Document excerpt
** begin **

Two tanks A and B, are connected by a tube which runs from the bottom of A to th
ID: 2962138 • Letter: T
Question
Two tanks A and B, are connected by a tube which runs from the bottom of A to the top of B (the top of tank B is below the bottom of tank A). Initially each tank contains 100L of pure water. If a brine solution containing 1 gm/L of salt enters the top of tank A at the rate of 5 L/min, and leaves at the same rate, whereas the flow rate out of the bottom of tank B is 4 L/min, write down equations for the amount of salt in tank A and tank B after t min (Hint: you will need variables x(t) and y(t) to specify the amount of salt in each tank at time t min). Do not attempt to solve the equations!
Explanation / Answer
Let x(t) grams and y(t) grams to be the amount of salt in each tank at time t min.
Balancing mass flow of brine around tank A.
rate of inflow of brine = rate of change in amount of salt in tank A + rate of outflow of brine
rate of inflow of brine = (1 gm/L )* (5 L/min)

** end **

Instructions
a - In the tank problem, how much pure water is in each tank at the start?
b - From the tank problem, extract the passage that begins at the words "Explanation / Answer" and stops after the words "gm/L )* (5 L/min)".
c - Continue the worked solution to the tank problem, picking up after its last line.

Data
** begin **

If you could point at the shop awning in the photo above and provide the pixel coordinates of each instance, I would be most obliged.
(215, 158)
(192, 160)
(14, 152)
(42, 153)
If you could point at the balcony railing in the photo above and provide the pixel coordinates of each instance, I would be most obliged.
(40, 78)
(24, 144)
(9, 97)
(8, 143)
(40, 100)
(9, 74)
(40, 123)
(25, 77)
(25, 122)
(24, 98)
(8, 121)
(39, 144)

** end **

The replies
a - 100 L

b -
Explanation / Answer
Let x(t) grams and y(t) grams to be the amount of salt in each tank at time t min.
Balancing mass flow of brine around tank A.
rate of inflow of brine = rate of change in amount of salt in tank A + rate of outflow of brine
rate of inflow of brine = (1 gm/L )* (5 L/min)

c -
rate of change in amount of salt in tank A =dx(t)/dt
rate of outflow of brine = concentration of brine in A at time t * rate of at which solution leaves A = (x(t)/100 L )* (5 L/min) = x(t) / 20 (g/min)
(1 gm/L )* (5 L/min) = dx(t)/dt + x(t) / 20
5 = dx(t)/dt + x(t) / 20
dx(t)/dt + 0.05* x(t) -5 = 0
For tank B,
rate of inflow of brine in B = rate of change in amount of salt in tank B + rate of outflow of brine
rate of inflow of brine in tank B = rate of outflow of brine from tank A = x(t) / 20 (g/min)
rate of change in amount of salt in tank B =dy(t)/dt
rate of outflow of brine = concentration of brine in B at time t * rate of at which solution leaves B = (y(t)/100 L )* (4 L/min) = y(t) / 25 (g/min)
x(t) / 20 (g/min) = dy(t)/dt + y(t) / 25
0.05*x(t) = dy(t)/dt + 0.04*y(t)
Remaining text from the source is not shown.